7 coisas que muitas empresas dizem – mas nem sempre é verdade

Desde já, fica o convite para a reflexão. A ideia aqui não é jogar pedras, tampouco desmerecer qualquer organização, mas é preciso colocar o dedo em certas feridas para que possamos pensar sobre os ambientes de trabalho que desejamos para o futuro. Afinal, somos nós (sim, eu me incluo) que, por descuido ou automatismo, repetimos constantemente o que reza o universo corporativo, frequentemente sem colocar a mão na consciência. É não só importante, mas também urgente repensar as empresas que queremos ajudar a construir.

Dito isso, vamos lá.

1. “Aqui, tratamos as pessoas como prioridade.”

Em quase 25 anos de estrada corporativa, perdi a conta do número de vezes que ouvi essa frase. Ora, que as pessoas deveriam ser prioridade em qualquer lugar, não há dúvida. E ouso dizer que, exceto nas organizações em que os donos ou acionistas as enxergam deliberadamente como números, existe um desejo genuíno por parte de muitas lideranças que isso seja verdade. Mas é importante entender que entre o desejo e a efetivação de algo, há um longo caminho a ser percorrido.

Aproximadamente 85% dos funcionários em todo o mundo ainda não estão engajados ou estão ativamente desengajados no trabalho, apesar do maior esforço das empresas.

Gallup, 2020

De maneira bem simples, para que as pessoas sejam realmente prioridade, é preciso, antes de tudo, ouvi-las para muito além das antiquadas “caixas de sugestões”. Tem que haver escuta ativa independente do nível hierárquico e é fundamental levar em consideração o que está sendo dito para implementar ações e políticas que as contemplem de forma efetiva. Vale lembrar que cada profissional que representa uma empresa nos mais variados contextos pode fazer isso de forma entusiástica, indiferente ou detratora. E não é de hoje que as pesquisas da Gallup alertam sobre a falta de engajamento.

> _LISTA DE DADOS_:
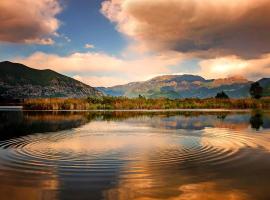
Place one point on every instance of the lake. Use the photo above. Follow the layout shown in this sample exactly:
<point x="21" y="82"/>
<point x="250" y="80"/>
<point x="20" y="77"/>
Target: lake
<point x="186" y="155"/>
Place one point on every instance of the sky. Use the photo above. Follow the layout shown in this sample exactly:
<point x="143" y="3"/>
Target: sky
<point x="111" y="42"/>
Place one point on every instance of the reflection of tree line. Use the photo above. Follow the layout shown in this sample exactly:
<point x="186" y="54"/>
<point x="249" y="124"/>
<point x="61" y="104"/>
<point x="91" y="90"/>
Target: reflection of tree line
<point x="14" y="124"/>
<point x="256" y="119"/>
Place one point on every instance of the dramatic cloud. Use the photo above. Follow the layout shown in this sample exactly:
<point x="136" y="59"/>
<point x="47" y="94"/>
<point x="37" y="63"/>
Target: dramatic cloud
<point x="219" y="27"/>
<point x="28" y="21"/>
<point x="104" y="81"/>
<point x="233" y="65"/>
<point x="89" y="46"/>
<point x="104" y="69"/>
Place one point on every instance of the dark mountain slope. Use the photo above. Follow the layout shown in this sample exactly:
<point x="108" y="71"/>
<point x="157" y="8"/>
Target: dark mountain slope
<point x="20" y="81"/>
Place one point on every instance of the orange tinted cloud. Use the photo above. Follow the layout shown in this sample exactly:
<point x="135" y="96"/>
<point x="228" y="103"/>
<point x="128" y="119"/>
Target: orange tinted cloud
<point x="89" y="66"/>
<point x="28" y="21"/>
<point x="233" y="65"/>
<point x="228" y="27"/>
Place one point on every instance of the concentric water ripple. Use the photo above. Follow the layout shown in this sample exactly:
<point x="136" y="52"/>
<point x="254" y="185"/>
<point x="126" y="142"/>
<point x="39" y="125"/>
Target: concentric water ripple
<point x="105" y="154"/>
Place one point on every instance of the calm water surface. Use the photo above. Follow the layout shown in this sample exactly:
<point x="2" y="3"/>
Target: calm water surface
<point x="134" y="155"/>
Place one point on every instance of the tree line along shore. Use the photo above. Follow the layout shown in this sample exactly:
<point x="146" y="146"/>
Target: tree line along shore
<point x="123" y="103"/>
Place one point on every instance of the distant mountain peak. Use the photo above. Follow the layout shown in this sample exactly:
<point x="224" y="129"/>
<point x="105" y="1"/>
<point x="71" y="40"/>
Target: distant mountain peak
<point x="230" y="80"/>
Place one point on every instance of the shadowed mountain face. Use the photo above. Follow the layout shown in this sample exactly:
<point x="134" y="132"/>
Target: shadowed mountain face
<point x="186" y="86"/>
<point x="20" y="81"/>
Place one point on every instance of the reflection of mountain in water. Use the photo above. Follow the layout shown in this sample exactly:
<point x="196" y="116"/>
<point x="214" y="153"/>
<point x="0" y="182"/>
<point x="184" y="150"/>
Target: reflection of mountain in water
<point x="14" y="124"/>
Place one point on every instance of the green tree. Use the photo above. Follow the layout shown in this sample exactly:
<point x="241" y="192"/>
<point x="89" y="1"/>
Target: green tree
<point x="222" y="95"/>
<point x="255" y="90"/>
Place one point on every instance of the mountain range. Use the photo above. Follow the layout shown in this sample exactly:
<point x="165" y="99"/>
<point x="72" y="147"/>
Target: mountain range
<point x="186" y="86"/>
<point x="19" y="81"/>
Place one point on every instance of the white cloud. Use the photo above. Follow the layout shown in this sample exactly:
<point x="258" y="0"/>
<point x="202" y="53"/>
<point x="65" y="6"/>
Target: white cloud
<point x="89" y="46"/>
<point x="28" y="21"/>
<point x="233" y="65"/>
<point x="239" y="27"/>
<point x="92" y="64"/>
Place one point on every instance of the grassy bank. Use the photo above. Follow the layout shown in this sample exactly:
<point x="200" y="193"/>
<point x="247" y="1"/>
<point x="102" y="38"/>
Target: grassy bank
<point x="120" y="103"/>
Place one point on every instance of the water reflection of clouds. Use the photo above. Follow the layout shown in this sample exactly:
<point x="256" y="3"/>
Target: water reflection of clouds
<point x="143" y="157"/>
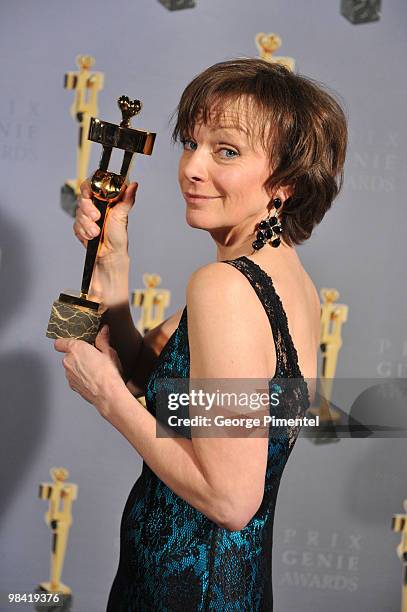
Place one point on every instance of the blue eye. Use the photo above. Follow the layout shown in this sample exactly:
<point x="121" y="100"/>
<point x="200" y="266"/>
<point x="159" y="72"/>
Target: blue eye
<point x="235" y="153"/>
<point x="190" y="145"/>
<point x="184" y="141"/>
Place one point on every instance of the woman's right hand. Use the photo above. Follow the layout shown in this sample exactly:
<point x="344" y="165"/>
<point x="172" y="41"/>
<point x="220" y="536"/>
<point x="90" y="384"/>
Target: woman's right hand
<point x="115" y="240"/>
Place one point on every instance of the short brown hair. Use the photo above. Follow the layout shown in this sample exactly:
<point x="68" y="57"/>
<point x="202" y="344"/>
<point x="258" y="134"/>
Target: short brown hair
<point x="306" y="144"/>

> _O QUE FAZER_:
1. Reescreva o trecho da página começando em "De maneira bem" e terminando em "falta de engajamento.", trocando "escuta ativa" por "escuta atenta".
2. De acordo com o trecho da página, que porcentagem aproximada dos funcionários no mundo não está engajada ou está ativamente desengajada no trabalho, segundo a Gallup em 2020?

> _LISTA DE RESPOSTAS_:
1.
De maneira bem simples, para que as pessoas sejam realmente prioridade, é preciso, antes de tudo, ouvi-las para muito além das antiquadas “caixas de sugestões”. Tem que haver escuta atenta independente do nível hierárquico e é fundamental levar em consideração o que está sendo dito para implementar ações e políticas que as contemplem de forma efetiva. Vale lembrar que cada profissional que representa uma empresa nos mais variados contextos pode fazer isso de forma entusiástica, indiferente ou detratora. E não é de hoje que as pesquisas da Gallup alertam sobre a falta de engajamento.

2. Aproximadamente 85%.